__Study questions__:
• 1. From the passage below on Assistant Health Officers, list every party that the first Assistant Health Officer contacted, consulted, or appeared before while preparing the tobacco ordinance.
• 2. Set down word for word the part of the passage on Assistant Health Officers starting with "Each Assistant Health" and going on through "as situations develop.".

__Source passage__:
........

Each Assistant Health Officers is expected to identify and take on a project of interest to herself or himself that also serve the needs of the health department’s constituency. Some projects are begun during the initial orientation period, during which the residents visit and observe all activities and programs undertaken by members of the department. Others, such as outbreak investigations, are taken on as situations develop.
The first Assistant Health Officer had a law degree in addition to his MD. He decided to write a county ordinance to limit youth access to tobacco products. At that time, few states and espeially few local jurisdictions had such ordinances in place. The project required contacting other jurisdictions with such ordinances in place or that were trying to get them approved. After many drafts and reviews with the county prosecuting attorney, the Assistant Health Officer presented the proposed ordinance to the Board of Health, and was asked to get a “reading” of the five incorporated cities and towns in the county. This involved getting onto the meeting agenda of each of their governing bodies, attending subsequent meetings if time ran out, and so on. The resident found this process instructive, although in the end, the Board of Health decided to wait until the state of Washington passed its law limiting youth access to tobacco products, scheduled to come before our state legislature the following year.

........

__Supplied data__:

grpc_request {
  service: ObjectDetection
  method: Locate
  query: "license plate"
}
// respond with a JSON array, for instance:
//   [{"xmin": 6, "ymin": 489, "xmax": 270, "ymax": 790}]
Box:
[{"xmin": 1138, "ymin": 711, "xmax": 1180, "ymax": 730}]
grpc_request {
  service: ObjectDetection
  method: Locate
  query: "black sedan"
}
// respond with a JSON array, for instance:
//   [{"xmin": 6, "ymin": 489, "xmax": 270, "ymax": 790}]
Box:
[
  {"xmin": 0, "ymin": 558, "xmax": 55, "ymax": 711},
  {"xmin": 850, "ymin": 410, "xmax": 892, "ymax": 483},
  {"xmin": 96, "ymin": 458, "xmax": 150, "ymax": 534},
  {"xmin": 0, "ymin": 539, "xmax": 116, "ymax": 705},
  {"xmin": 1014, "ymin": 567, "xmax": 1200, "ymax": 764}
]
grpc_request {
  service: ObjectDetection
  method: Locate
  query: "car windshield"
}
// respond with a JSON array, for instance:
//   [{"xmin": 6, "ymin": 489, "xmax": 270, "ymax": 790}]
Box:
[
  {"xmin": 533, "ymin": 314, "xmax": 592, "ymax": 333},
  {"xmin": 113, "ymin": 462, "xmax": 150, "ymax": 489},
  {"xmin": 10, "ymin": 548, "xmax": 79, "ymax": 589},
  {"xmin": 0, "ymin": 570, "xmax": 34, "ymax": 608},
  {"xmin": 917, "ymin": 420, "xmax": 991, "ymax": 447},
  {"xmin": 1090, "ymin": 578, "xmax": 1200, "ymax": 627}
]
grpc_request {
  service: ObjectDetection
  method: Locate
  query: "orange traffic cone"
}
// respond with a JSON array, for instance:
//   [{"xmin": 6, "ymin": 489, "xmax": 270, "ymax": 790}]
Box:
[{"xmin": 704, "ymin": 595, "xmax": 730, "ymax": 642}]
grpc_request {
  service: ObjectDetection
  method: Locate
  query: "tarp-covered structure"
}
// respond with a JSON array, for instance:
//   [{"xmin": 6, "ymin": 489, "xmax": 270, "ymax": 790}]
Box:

........

__Answers__:
• 1.
- Other jurisdictions that had such ordinances in place or were trying to get them approved
- The county prosecuting attorney
- The Board of Health
- The governing bodies of the five incorporated cities and towns in the county

• 2.
Each Assistant Health Officers is expected to identify and take on a project of interest to herself or himself that also serve the needs of the health department’s constituency. Some projects are begun during the initial orientation period, during which the residents visit and observe all activities and programs undertaken by members of the department. Others, such as outbreak investigations, are taken on as situations develop.